[Quoted passage]:
◆ ◆ ◆ ◆ ◆

Tigmint performance on large genome

bcgsc / tigmint

⛓ Correct misassemblies using linked AND long reads

https://bcgsc.github.io/tigmint/

GNU General Public License v3.0

54 stars 13 forks source link

Tigmint performance on large genome #33

Closed andreaswallberg closed 4 years ago

andreaswallberg commented 4 years ago

Dear developers,

I am trying to analyze a very large (genome size=18Gbp) and fragmented assembly (~500k contigs, N50=50kbp, assembly size=22Gbp, due to excess of haplotigs) with tigmint.

We have four libraries of 10x chromium linked-reads (from a single individual), totaling ~30x coverage across this genome, and have preprocessed the data with longranger and tigmint-molecule. I ran tigmint-cut on this data on 14 cores for one week with full CPU usage for a week but it never printed anything to disk or the screen beyond the "Finding breakpoints..." message.

Admittedly, this use case and assembly is somewhat extreme but I'd still appreciate some feedback. Is it possible that the program might have stalled due to some technical reason (e.g. waiting for a missing dependency program or expected output)? To you knowledge, has it been used for very large and/or repetitive genomes before? If so, how did it perform?

◆ ◆ ◆ ◆ ◆

[Supplied entries]:
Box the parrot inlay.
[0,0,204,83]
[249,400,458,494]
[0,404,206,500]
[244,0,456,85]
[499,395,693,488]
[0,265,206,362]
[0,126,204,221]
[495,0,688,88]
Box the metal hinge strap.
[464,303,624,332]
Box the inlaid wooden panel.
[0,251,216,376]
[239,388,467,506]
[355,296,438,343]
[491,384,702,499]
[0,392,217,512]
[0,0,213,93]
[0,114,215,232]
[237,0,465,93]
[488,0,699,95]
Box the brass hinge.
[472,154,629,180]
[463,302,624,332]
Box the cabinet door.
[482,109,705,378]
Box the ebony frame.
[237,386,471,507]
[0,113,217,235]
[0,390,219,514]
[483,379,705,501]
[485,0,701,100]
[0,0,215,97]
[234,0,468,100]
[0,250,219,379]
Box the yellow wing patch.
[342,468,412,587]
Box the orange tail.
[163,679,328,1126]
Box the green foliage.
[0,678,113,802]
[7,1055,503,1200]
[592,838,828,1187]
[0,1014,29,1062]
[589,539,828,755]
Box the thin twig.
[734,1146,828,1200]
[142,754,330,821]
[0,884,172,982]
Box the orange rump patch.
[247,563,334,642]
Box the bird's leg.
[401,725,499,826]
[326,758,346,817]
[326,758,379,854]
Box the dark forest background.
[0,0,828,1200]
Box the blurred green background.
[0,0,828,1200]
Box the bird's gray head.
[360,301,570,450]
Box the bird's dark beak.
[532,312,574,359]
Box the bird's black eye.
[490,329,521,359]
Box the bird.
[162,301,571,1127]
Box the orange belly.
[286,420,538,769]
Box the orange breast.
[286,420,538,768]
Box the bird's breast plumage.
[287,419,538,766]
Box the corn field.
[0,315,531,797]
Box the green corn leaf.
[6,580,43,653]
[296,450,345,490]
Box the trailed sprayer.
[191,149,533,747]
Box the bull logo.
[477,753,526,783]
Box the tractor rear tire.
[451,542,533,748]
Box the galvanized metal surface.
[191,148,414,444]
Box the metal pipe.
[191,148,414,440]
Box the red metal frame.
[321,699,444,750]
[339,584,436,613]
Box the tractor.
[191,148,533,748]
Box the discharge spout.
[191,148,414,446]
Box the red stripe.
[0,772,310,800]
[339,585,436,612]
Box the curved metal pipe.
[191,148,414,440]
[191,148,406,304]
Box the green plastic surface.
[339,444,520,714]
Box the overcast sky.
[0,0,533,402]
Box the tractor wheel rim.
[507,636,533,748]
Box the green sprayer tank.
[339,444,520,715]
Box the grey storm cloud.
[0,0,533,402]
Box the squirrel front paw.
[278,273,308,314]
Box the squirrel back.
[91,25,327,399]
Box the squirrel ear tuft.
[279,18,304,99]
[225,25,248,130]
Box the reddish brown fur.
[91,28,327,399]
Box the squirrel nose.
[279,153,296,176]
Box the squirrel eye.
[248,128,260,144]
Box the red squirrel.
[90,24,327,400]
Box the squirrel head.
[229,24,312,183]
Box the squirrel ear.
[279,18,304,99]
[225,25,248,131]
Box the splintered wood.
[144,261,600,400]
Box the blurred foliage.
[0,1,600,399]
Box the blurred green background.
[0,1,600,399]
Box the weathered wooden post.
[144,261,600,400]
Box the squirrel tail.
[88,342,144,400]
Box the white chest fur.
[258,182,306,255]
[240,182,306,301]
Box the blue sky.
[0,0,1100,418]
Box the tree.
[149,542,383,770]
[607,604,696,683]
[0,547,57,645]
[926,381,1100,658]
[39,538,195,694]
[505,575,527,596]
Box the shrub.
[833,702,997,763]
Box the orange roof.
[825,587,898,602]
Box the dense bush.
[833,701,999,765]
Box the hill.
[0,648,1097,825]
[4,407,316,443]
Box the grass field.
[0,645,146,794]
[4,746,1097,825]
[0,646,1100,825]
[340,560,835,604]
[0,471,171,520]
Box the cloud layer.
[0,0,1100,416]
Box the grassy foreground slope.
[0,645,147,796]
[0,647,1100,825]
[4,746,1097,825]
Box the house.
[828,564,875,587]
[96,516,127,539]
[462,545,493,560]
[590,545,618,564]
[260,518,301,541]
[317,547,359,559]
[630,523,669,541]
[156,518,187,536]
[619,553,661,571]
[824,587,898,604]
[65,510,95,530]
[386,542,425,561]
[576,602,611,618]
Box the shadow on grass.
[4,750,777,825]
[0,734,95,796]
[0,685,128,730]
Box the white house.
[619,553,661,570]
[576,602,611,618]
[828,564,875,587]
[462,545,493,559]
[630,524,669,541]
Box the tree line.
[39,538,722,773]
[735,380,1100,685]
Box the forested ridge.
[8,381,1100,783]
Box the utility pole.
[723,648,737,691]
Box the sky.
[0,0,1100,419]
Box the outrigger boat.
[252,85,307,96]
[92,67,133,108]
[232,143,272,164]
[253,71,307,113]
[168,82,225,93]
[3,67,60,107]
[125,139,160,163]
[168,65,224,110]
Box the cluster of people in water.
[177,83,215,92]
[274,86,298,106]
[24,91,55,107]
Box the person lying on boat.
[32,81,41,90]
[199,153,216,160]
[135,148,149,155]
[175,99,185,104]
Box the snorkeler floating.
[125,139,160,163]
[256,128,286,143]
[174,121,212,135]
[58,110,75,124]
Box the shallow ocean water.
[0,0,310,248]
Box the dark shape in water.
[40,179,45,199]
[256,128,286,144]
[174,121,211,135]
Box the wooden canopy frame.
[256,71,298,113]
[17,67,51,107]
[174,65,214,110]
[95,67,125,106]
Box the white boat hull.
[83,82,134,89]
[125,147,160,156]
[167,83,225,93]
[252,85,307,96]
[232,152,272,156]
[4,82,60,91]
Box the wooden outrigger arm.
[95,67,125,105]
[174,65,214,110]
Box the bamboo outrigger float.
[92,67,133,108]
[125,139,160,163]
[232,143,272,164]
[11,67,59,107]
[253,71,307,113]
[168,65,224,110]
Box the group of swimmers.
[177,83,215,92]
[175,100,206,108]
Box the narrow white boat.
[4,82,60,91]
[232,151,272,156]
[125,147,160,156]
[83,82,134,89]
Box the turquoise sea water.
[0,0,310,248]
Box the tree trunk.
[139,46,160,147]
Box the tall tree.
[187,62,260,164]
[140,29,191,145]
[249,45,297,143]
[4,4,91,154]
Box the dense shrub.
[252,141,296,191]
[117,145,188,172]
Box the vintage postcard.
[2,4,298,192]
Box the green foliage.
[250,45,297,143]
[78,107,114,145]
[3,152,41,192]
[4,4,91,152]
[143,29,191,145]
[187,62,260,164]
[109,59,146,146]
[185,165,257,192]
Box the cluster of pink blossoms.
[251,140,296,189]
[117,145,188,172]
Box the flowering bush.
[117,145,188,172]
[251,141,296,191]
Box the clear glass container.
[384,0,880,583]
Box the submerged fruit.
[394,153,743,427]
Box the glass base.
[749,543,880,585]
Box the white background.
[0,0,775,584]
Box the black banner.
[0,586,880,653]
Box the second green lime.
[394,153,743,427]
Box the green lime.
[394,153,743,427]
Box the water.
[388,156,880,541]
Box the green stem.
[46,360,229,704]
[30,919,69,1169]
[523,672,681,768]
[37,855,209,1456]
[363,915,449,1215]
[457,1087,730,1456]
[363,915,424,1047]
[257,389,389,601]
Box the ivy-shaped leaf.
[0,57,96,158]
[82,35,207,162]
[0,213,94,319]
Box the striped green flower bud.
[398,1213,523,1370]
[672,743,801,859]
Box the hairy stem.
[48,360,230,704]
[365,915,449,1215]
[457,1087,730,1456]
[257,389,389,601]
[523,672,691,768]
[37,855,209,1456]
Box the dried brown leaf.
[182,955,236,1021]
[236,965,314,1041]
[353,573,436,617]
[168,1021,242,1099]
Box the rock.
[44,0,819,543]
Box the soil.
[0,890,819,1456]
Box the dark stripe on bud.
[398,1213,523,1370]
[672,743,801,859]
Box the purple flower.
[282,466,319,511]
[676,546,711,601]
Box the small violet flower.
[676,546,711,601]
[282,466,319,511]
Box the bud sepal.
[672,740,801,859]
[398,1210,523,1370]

◆ ◆ ◆ ◆ ◆

[Task requirements]:
[1] In the forum thread about Tigmint on a large genome, how many cores was tigmint-cut run on?
[2] Extend the forum thread about Tigmint on a large genome, picking up after its final line.
The data was taken from a different source than the forum thread.

[Solved tasks]:
[1] 14 cores.

[2]
It is possible to add debug messages that may reveal a performance bottleneck or particular step in the process that may need some tweaking? Any other constructive tips?

lcoombe commented 4 years ago

Hi @andreaswallberg,

I have run Tigmint on conifer (~20Gbp) genome assemblies of similar contiguity in the past, so we know that Tigmint does scale to large and repetitive genomes. I find that the tigmint-cut stage is relatively fast (taking ~2-3h), so I wonder if something has perhaps gone wrong in the pipeline.

First of all, what version of Tigmint are you using? Did you concatenate all the linked reads from the different libraries together into a single file, or did you run the alignments in parallel? In addition, I will update the read group of reads from different libraries so that Tigmint recognizes them as unique (ie. leave library 1 as is, change library 2 to BX:Z:<barcode>-2, etc.

Are you sure that the tigmint-molecule BED file is sorted properly? (ie. by chromosome, then start, then end) I've seen tigmint-cut stall or be quite slow in the past when that sorting wasn't correct.

Thank your for your interest in Tigmint! Lauren

andreaswallberg commented 4 years ago

Hi @lcoombe ,

Thanks for the feedback. After I annotated the barcodes (-1, -2, -3, -4) I concatenated everything together and ran tigmint-molecule and tigmint-cut on everything.

Actually, you were right about sorting the BED output from tigmint-molecule. I had not done it properly and after reading the manual and sorting it exactly as specified, the job completed in 2hrs16min, with a nice mix of split an non-split contigs in the BED file.

You can close the issue.

lcoombe commented 4 years ago

Great - I'm glad you got it working!